* TASK BRIEF *
Please filter the listing below down to the lines that contain the string "item". Letter case must match.

* INPUT ROWS *
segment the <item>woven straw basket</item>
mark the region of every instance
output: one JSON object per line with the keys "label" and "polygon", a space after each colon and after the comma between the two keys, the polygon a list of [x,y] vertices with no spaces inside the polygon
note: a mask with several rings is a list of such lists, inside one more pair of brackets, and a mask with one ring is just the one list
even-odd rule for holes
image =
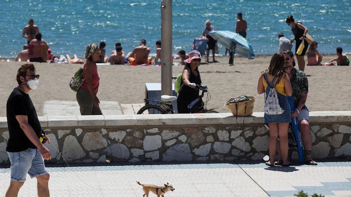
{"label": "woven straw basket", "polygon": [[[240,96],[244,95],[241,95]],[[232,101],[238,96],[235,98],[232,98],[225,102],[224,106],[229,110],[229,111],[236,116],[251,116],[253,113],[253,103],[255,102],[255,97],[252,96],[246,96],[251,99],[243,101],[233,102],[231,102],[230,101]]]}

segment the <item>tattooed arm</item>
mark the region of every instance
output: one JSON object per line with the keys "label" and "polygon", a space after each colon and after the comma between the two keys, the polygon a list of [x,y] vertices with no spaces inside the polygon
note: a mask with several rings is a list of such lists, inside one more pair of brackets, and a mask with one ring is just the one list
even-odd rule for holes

* * *

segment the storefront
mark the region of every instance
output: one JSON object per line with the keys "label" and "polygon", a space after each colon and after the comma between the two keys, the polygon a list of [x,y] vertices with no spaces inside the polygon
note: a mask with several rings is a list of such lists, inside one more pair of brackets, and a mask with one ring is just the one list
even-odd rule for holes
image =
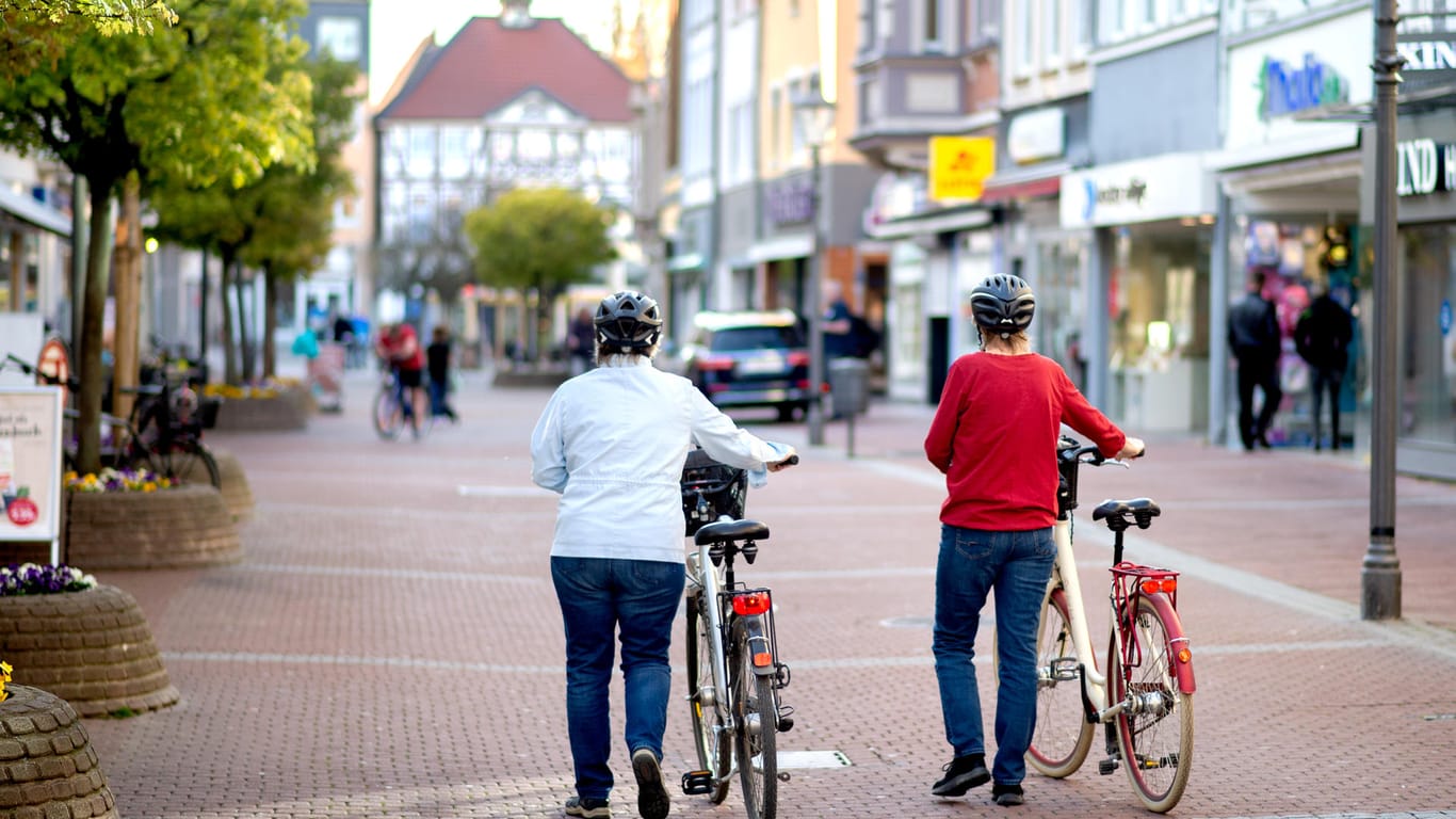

* WORKED ANSWER *
segment the <item>woven straw basket</item>
segment the <item>tattooed arm</item>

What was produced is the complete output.